Partmaximum

De Wikirouge
Aller à la navigation Aller à la recherche
Dans la jeune Russie soviétique, on visait à terme l'égalité salariale

Le partmaximum était le salaire maximum auquel pouvait prétendre les membres du parti bolchevique lorsqu'ils étaient employés à la tête des institutions et des entreprises d'État en URSS.

1 Origine[modifier | modifier le wikicode]

1.1 Avant la révolution d'Octobre[modifier | modifier le wikicode]

En 1871 mais également en 1891, Marx et Engels parlaient déjà de limiter le salaire des fonctionnaires au niveau d'un ouvrier moyen :

« Pour éviter cette transformation, inévitable dans tous les régimes antérieurs, de l'État et des organes de l'État, à l'origine serviteurs de la société, en maîtres de celle-ci, la Commune employa deux moyens infaillibles. Premièrement, elle soumit toutes les places de l'administration, de la justice et de l'enseignement au choix des intéressés par élection au suffrage universel, et, bien entendu, à la révocation à tout moment par ces mêmes intéressés. Et, deuxièmement, elle ne rétribua tous les services, des plus bas aux plus élevés, que par le salaire que recevaient les autres ouvriers. Le plus haut traitement qu'elle payât était de 6 000 francs. Ainsi on mettait le holà à la chasse aux places et à l'arrivisme, sans parler de la décision supplémentaire d'imposer des mandats impératifs aux délégués aux corps représentatifs. »

▶ [Données de l'exercice]:
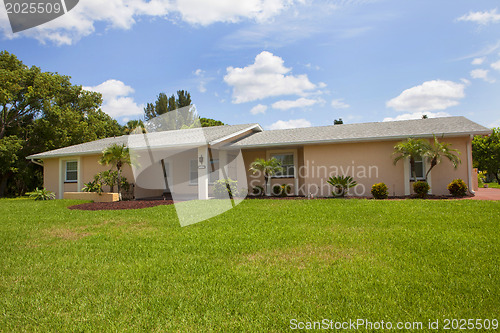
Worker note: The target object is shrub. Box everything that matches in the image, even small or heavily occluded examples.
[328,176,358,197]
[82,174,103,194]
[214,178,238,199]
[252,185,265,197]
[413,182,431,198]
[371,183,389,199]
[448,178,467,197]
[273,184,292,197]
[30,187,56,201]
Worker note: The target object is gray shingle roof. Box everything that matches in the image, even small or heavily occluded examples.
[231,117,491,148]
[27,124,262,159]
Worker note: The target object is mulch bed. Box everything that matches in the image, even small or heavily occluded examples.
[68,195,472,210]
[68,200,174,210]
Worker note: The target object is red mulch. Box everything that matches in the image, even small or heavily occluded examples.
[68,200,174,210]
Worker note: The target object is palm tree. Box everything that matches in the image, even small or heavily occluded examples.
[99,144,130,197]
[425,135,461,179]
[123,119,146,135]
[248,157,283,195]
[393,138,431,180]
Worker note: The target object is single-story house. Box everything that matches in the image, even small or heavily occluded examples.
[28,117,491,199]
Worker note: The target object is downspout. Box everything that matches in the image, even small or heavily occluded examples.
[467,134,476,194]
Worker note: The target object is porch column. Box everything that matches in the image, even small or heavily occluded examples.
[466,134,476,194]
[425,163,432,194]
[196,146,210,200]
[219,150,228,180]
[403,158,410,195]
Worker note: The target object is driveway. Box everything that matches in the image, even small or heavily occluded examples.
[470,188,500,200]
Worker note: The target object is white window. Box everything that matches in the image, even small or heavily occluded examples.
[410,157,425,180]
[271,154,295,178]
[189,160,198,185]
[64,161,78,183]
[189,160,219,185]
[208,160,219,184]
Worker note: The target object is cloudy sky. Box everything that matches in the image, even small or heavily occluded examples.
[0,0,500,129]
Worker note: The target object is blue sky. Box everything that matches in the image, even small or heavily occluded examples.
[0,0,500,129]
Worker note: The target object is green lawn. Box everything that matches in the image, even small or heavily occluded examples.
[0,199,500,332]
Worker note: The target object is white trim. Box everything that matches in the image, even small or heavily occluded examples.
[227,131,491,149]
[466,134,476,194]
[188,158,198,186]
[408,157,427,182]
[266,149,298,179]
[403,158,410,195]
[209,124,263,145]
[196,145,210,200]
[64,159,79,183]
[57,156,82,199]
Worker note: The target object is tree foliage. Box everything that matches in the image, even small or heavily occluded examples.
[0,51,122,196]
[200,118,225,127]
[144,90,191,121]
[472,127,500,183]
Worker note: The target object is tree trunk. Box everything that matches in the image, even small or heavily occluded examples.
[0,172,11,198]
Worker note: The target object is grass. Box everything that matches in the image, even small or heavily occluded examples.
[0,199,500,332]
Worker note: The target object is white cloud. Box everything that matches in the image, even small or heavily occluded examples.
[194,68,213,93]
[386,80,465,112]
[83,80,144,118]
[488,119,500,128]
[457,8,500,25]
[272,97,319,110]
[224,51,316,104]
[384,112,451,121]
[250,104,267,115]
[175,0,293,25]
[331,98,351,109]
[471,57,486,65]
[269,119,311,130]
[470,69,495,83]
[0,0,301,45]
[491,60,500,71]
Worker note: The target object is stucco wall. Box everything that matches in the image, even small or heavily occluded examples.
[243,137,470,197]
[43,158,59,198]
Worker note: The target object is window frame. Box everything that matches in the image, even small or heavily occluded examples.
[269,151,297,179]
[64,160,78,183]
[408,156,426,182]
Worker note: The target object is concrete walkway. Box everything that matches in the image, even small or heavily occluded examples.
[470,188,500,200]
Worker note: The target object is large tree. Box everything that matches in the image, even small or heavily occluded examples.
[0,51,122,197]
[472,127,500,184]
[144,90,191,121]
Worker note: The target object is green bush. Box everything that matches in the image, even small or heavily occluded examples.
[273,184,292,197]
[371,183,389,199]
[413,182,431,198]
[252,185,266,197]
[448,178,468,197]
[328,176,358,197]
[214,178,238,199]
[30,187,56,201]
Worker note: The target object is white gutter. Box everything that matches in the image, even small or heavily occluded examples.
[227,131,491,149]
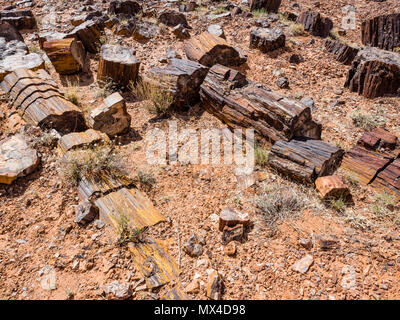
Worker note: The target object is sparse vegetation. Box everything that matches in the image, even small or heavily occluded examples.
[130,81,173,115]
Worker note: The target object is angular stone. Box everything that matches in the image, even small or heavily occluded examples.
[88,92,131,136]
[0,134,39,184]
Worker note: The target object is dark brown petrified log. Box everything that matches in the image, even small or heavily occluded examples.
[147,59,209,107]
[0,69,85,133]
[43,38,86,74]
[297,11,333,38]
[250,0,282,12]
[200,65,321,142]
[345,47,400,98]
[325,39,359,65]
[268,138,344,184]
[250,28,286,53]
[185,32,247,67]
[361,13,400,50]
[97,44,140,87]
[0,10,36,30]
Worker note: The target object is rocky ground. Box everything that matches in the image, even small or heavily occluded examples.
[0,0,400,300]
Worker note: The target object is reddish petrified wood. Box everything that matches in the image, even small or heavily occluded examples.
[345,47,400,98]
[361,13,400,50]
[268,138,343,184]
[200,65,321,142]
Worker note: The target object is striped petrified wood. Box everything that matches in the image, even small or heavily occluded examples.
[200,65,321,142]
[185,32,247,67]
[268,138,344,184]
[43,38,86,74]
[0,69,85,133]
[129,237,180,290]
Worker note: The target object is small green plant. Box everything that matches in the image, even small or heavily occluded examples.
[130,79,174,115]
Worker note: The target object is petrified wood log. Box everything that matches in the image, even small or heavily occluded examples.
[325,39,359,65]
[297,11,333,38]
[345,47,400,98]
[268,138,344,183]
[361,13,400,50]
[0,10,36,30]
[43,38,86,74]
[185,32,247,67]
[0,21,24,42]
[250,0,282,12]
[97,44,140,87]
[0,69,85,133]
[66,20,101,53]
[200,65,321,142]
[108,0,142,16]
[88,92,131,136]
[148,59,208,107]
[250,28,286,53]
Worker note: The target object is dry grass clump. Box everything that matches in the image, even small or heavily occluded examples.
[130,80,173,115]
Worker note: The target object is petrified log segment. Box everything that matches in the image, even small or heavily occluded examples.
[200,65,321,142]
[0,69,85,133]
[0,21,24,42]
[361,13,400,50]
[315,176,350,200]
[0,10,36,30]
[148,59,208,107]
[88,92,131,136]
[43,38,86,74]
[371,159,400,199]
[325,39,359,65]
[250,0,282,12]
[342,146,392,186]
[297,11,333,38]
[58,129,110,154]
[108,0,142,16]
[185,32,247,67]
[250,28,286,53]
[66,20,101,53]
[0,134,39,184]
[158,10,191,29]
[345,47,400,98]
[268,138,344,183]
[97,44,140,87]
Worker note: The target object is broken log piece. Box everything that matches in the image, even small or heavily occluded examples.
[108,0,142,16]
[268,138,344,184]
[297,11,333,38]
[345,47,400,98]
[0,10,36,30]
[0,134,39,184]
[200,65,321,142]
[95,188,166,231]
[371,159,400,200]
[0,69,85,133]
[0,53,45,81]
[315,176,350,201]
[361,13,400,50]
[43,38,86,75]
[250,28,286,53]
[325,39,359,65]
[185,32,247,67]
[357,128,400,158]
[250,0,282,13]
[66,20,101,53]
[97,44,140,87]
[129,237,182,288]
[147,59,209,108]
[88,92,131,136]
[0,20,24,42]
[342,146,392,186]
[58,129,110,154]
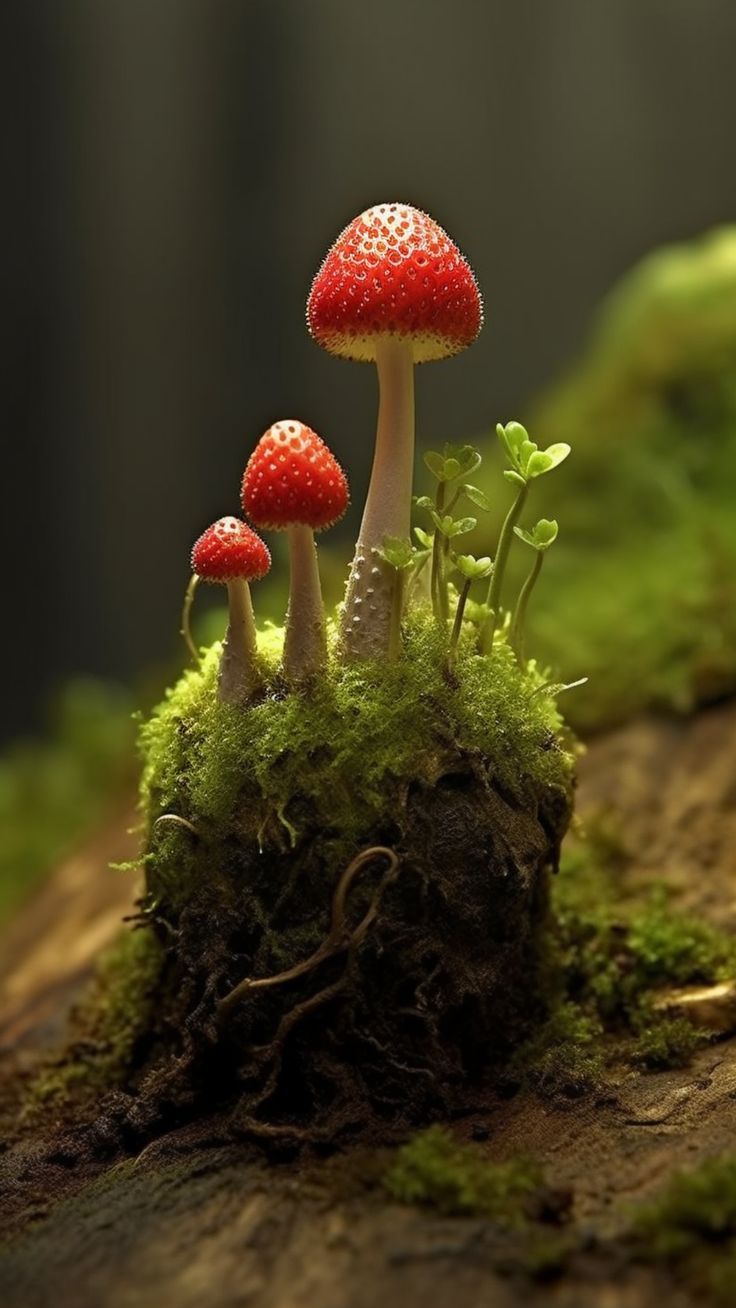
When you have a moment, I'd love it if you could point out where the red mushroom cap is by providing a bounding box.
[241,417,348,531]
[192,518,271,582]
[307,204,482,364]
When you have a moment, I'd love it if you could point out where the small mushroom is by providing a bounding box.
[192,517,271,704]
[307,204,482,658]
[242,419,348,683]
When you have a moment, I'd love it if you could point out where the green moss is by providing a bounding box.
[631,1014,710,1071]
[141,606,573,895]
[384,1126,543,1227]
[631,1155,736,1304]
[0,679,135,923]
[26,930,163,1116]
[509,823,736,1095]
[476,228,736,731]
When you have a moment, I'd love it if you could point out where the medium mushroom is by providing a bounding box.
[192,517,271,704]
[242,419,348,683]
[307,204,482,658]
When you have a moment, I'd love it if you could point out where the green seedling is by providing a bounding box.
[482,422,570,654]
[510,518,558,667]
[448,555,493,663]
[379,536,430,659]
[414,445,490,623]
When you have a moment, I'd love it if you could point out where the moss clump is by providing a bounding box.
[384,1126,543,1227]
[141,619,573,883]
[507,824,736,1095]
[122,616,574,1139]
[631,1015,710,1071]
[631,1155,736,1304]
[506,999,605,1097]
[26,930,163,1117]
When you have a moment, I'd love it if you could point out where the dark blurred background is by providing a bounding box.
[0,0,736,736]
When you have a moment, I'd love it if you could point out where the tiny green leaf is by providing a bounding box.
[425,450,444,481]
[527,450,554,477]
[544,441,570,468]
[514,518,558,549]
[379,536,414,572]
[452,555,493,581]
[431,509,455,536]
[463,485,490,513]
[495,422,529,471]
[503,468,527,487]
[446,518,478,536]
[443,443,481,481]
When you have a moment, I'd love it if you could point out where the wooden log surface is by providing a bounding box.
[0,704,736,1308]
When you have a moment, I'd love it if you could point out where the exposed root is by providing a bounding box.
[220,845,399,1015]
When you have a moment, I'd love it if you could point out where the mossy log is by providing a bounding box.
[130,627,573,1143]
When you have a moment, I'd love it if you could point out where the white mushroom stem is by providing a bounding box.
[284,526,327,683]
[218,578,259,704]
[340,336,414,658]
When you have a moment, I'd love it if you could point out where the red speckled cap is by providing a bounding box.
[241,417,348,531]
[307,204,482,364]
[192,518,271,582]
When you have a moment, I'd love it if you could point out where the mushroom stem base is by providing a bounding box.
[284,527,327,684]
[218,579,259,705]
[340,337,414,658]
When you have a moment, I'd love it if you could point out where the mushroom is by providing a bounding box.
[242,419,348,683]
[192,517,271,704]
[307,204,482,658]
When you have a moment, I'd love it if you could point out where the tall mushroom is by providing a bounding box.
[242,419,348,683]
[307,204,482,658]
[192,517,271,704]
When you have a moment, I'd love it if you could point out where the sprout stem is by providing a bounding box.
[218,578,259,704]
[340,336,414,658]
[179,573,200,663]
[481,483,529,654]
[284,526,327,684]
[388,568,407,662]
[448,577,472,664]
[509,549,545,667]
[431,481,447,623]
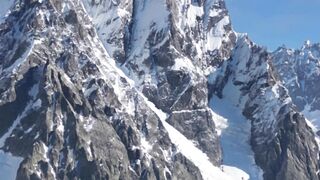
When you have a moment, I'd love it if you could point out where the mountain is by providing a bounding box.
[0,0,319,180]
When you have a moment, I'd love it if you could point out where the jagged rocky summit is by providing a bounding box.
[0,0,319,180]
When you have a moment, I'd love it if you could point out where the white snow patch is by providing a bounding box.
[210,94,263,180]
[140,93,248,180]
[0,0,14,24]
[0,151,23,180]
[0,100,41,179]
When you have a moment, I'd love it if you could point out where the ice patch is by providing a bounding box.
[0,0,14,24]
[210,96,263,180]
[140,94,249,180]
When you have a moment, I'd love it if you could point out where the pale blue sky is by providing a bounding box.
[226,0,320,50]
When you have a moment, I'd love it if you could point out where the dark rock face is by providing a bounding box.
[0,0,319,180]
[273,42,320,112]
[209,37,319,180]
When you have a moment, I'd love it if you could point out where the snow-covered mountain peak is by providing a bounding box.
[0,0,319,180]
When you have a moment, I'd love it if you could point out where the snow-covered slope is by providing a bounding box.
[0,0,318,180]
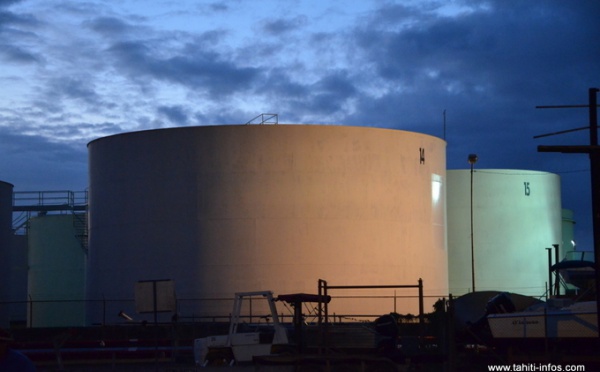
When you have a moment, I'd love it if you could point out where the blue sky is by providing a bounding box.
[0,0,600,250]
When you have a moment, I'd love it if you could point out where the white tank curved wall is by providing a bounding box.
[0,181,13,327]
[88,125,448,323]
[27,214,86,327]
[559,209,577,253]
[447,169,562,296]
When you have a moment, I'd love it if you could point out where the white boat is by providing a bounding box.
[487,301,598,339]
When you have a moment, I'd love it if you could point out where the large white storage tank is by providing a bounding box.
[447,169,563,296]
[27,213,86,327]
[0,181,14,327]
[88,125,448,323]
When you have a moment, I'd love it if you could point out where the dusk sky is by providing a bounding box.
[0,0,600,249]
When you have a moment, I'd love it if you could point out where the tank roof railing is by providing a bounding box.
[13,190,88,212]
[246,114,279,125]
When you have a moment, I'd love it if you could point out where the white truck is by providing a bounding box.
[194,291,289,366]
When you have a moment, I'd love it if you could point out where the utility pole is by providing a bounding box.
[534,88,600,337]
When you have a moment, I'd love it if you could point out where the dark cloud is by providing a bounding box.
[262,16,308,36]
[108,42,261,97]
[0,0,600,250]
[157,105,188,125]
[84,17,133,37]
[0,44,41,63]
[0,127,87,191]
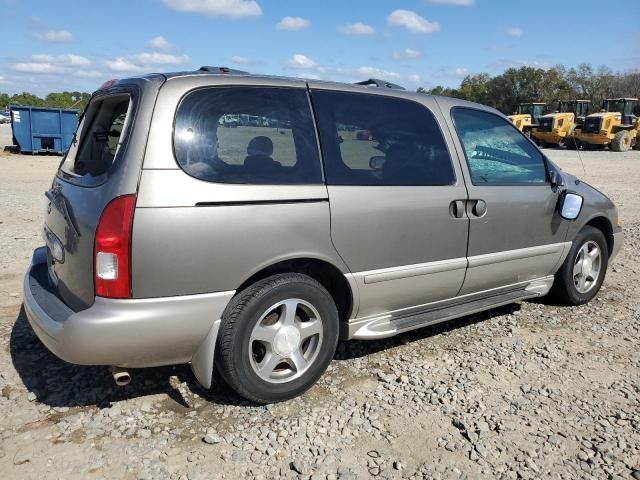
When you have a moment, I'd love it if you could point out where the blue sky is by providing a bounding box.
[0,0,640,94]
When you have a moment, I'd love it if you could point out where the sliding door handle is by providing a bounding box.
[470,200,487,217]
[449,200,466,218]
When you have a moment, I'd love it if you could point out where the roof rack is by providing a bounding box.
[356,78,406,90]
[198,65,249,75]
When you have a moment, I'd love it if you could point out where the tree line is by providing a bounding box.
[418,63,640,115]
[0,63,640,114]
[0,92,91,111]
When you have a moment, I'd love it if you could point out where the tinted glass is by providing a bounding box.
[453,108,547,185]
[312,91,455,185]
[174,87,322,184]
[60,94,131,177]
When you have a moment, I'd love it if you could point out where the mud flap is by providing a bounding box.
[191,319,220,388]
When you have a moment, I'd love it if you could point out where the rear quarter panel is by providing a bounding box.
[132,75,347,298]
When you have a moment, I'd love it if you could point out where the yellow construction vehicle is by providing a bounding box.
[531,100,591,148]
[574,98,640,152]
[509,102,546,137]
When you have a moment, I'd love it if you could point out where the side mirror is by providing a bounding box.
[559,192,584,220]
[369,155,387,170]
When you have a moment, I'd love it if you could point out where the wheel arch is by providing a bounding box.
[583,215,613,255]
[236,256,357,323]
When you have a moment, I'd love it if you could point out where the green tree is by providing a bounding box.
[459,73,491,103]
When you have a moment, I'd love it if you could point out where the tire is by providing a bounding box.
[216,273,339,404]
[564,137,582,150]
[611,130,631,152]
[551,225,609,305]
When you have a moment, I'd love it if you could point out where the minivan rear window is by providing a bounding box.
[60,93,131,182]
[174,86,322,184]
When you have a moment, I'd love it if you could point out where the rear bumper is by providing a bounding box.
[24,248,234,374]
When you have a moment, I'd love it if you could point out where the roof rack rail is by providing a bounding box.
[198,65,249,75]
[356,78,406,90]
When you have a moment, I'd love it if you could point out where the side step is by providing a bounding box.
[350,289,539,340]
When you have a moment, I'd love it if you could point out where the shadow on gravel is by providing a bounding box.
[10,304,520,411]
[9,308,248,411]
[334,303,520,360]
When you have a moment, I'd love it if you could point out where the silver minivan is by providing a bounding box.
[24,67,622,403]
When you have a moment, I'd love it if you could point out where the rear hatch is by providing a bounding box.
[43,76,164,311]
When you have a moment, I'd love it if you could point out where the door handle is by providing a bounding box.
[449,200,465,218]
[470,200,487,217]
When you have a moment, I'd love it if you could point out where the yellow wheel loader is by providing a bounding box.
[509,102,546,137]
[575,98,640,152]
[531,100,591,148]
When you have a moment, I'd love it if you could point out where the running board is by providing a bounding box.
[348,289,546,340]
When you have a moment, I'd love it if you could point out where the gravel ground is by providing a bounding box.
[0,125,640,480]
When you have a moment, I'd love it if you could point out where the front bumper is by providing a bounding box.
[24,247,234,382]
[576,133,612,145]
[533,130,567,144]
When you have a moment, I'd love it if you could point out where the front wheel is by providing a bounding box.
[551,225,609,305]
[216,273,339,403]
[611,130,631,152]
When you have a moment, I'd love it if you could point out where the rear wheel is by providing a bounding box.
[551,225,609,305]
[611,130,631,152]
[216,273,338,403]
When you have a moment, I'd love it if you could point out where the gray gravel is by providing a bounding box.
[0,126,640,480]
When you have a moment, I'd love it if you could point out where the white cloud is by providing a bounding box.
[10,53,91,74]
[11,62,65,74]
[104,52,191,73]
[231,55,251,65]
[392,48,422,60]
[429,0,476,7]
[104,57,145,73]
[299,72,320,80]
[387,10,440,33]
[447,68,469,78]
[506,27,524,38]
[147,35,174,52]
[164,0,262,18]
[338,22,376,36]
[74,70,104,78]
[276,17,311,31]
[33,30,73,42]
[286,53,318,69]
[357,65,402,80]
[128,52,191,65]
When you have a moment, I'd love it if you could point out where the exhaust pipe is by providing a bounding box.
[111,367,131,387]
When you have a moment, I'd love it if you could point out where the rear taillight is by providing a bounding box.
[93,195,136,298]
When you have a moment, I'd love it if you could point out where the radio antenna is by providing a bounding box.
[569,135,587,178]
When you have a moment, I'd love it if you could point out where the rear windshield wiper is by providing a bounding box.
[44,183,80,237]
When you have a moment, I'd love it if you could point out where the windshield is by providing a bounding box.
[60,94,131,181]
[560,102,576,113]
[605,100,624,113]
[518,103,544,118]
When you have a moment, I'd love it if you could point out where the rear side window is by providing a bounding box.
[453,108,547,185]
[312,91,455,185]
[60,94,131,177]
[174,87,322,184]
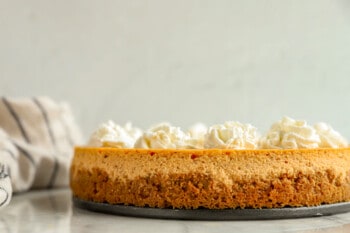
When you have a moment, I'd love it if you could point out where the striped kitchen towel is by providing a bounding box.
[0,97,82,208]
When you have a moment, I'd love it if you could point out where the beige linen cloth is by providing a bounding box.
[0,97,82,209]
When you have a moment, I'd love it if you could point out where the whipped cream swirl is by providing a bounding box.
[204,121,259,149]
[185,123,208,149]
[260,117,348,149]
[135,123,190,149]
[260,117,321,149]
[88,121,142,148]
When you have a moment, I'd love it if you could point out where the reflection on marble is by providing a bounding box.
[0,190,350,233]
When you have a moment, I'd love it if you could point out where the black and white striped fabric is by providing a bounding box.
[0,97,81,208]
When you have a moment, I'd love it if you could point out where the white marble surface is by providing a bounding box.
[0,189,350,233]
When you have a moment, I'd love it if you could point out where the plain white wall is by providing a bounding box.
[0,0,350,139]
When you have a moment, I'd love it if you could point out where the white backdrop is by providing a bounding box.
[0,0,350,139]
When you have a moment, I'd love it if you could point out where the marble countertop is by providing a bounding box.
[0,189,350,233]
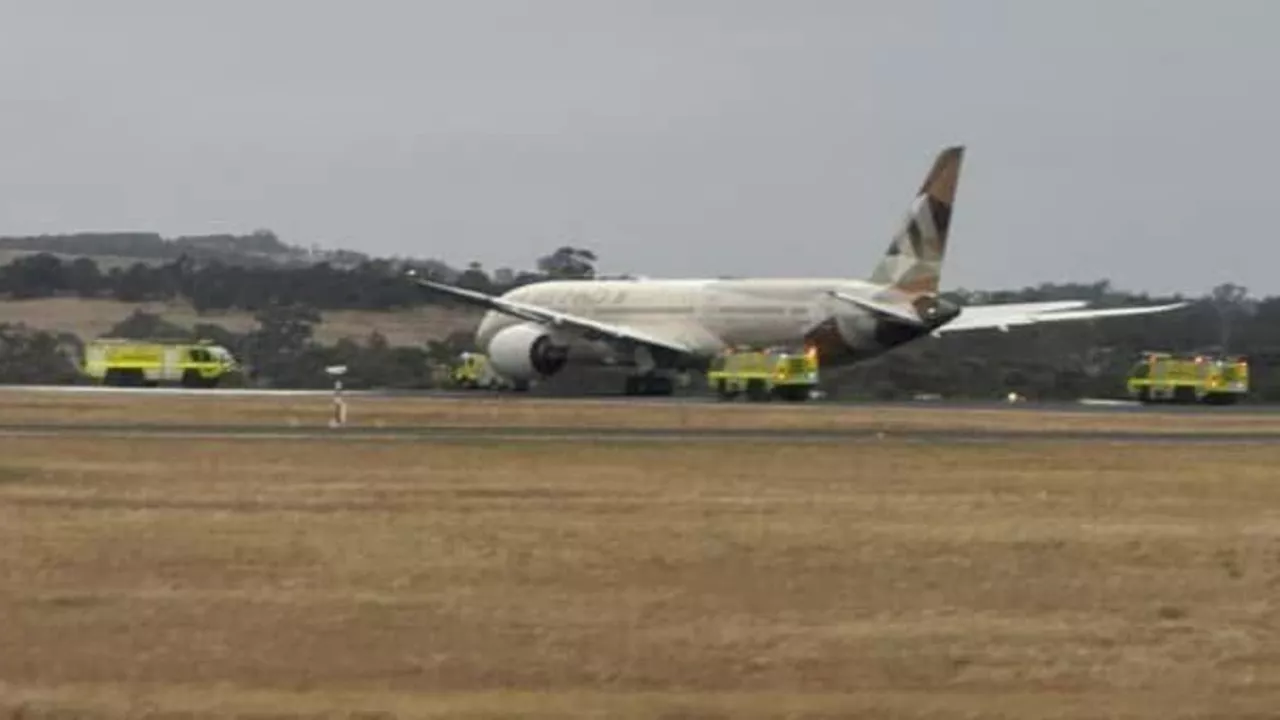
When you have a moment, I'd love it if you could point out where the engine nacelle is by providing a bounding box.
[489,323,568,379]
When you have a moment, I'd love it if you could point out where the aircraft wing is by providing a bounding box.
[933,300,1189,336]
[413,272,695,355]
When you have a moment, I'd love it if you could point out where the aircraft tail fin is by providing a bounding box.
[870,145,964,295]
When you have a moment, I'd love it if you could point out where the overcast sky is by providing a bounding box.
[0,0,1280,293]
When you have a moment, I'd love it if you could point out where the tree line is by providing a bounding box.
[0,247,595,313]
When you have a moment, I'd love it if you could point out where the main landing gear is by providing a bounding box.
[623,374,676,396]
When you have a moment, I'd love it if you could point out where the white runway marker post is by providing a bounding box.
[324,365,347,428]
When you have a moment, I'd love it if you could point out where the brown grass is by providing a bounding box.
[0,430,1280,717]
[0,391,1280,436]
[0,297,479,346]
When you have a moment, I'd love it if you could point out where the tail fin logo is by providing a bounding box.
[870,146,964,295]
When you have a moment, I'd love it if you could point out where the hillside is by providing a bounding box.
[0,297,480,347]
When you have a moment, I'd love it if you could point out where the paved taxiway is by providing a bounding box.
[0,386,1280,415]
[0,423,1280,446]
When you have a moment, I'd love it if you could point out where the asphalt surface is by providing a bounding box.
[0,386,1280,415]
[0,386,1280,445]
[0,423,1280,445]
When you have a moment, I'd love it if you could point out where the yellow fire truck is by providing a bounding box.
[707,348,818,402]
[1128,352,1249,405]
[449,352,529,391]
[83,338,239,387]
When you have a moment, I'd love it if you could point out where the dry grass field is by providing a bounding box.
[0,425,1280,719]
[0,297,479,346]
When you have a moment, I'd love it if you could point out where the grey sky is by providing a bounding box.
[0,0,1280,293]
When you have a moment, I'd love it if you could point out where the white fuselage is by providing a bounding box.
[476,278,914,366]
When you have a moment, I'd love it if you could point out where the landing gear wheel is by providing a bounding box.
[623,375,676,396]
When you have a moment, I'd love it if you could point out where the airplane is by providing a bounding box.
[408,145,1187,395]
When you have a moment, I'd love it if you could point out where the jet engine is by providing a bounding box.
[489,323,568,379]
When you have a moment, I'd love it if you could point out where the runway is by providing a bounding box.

▶ [Problèmes à résoudre]:
**1)** Répondez aux questions suivantes d'après le texte proposé.
(a) À qui s'appliquait le partmaximum ?
(b) En quelles années Marx et Engels parlaient-ils déjà de limiter le salaire des fonctionnaires ?
(c) Quel était le plus haut traitement que payait la Commune ?
**2)** Indiquez le nombre de lignes de la liste qui contiennent le mot « roof ». Donnez seulement ce nombre.

▶ [Réponses attendues]:
**1)**
(a) Aux membres du parti bolchevique employés à la tête des institutions et des entreprises d'État en URSS.
(b) En 1871 et en 1891.
(c) 6 000 francs.

**2)** 4